Stated goal 1:
Translate this sentence from the catechism post into Spanish: "For none of us liveth to himself, and no man dieth to himself."

Excerpted passage:

# Lord's day 1.



## Blueridge Believer (Jan 4, 2010)

Heidelberg Catechism

A.D. 1563

1. Lord's Day

Question 1. What is thy only comfort in life and death?

Answer: That I with body and soul, both in life and death, (a) am not my own, (b) but belong unto my

faithful Saviour Jesus Christ; (c) who, with his precious blood, has fully satisfied for all my sins, (d) and

delivered me from all the power of the devil; (e) and so preserves me (f) that without the will of my heavenly

Father, not a hair can fall from my head; (g) yea, that all things must be subservient to my salvation,

(h) and therefore, by his Holy Spirit, He also assures me of eternal life, (i) and makes me sincerely willing

and ready, henceforth, to live unto him. (j)

(a) Rom.14:7 For none of us liveth to himself, and no man dieth to himself. Rom.14:8 For whether we live, we live unto the Lord; and whether we die, we

die unto the Lord: whether we live therefore, or die, we are the Lord's. (b) 1 Cor.6:19 What? know ye not that your body is the temple of the Holy Ghost

which is in you, which ye have of God, and ye are not your own? (c) 1 Cor.3:23 And ye are Christ's; and Christ is God's. Tit.2:14 Who gave himself for us,

that he might redeem us from all iniquity, and purify unto himself a peculiar people, zealous of good works. (d) 1 Pet.1:18 Forasmuch as ye know that ye

were not redeemed with corruptible things, as silver and gold, from your vain conversation received by tradition from your fathers; 1 Pet.1:19 But with the

precious blood of Christ, as of a lamb without blemish and without spot: 1 John 1:7 But if we walk in the light, as he is in the light, we have fellowship one

with another, and the blood of Jesus Christ his Son cleanseth us from all sin. 1 John 2:2 And he is the propitiation for our sins: and not for ours only, but also

for the sins of the whole world. 1 John 2:12 I write unto you, little children, because your sins are forgiven you for his name's sake. (e) Heb.2:14 Forasmuch

then as the children are partakers of flesh and blood, he also himself likewise took part of the same; that through death he might destroy him that had the

power of death, that is, the devil; 1 John 3:8 He that committeth sin is of the devil; for the devil sinneth from the beginning. For this purpose the Son of God

was manifested, that he might destroy the works of the devil. John 8:34 Jesus answered them, Verily, verily, I say unto you, Whosoever committeth sin is the

servant of sin. John 8:35 And the servant abideth not in the house for ever: but the Son abideth ever. John 8:36 If the Son therefore shall make you free, ye

shall be free indeed. (f) John 6:39 And this is the Father's will which hath sent me, that of all which he hath given me I should lose nothing, but should raise

it up again at the last day. John 10:28 And I give unto them eternal life; and they shall never perish, neither shall any man pluck them out of my hand. 2

Thess.3:3 But the Lord is faithful, who shall stablish you, and keep you from evil. 1 Pet.1:5 Who are kept by the power of God through faith unto salvation

ready to be revealed in the last time. (g) Matt.10:29 Are not two sparrows sold for a farthing? and one of them shall not fall on the ground without your Father.

Stated goal 2:
Report every line of the entries that contains the string "yellow". Case counts.

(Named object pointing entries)
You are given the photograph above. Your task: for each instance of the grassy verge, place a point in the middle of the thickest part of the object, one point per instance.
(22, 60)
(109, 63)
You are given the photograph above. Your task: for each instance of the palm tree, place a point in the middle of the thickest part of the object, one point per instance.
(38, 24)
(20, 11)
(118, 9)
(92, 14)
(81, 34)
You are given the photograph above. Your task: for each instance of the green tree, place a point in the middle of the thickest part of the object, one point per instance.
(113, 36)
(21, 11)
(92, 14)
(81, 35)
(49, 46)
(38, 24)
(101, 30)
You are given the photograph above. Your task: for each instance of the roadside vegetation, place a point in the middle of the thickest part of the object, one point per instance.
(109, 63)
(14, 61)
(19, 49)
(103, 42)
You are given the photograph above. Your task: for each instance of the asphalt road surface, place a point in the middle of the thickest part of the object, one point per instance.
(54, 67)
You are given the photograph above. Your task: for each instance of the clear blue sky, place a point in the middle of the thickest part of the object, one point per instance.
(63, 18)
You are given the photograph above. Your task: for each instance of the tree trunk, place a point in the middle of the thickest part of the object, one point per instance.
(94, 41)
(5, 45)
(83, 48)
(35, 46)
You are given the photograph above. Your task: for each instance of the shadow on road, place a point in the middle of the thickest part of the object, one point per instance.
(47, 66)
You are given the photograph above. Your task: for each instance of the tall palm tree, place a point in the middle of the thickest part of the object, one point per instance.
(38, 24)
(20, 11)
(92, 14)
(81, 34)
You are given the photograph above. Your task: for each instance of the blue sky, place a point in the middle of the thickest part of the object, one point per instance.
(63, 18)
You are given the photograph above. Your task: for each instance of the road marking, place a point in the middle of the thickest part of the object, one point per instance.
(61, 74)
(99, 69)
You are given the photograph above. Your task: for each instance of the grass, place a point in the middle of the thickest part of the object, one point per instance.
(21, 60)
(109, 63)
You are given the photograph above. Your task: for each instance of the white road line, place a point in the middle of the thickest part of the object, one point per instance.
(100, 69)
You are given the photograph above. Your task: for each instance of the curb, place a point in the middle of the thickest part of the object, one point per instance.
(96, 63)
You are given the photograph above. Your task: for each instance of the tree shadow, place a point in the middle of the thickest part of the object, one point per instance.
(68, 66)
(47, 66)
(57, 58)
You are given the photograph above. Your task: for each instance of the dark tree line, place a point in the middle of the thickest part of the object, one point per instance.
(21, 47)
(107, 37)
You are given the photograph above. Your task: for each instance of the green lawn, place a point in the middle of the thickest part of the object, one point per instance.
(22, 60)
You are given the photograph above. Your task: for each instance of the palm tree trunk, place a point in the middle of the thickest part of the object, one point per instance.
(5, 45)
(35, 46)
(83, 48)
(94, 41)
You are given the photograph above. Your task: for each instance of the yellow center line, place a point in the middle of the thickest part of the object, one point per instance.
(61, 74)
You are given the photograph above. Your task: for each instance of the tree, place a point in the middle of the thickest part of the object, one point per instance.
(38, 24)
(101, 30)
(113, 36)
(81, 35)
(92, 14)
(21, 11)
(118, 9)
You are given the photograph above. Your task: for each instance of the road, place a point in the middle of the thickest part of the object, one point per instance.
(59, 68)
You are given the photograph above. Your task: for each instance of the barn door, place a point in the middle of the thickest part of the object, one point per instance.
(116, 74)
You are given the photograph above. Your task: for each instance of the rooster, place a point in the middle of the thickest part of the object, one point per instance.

Written answer 1:
Porque ninguno de nosotros vive para sí, y ninguno muere para sí.

Written answer 2:
You are given the photograph above. Your task: for each instance of the yellow center line, place a point in the middle of the thickest part of the object, one point per instance.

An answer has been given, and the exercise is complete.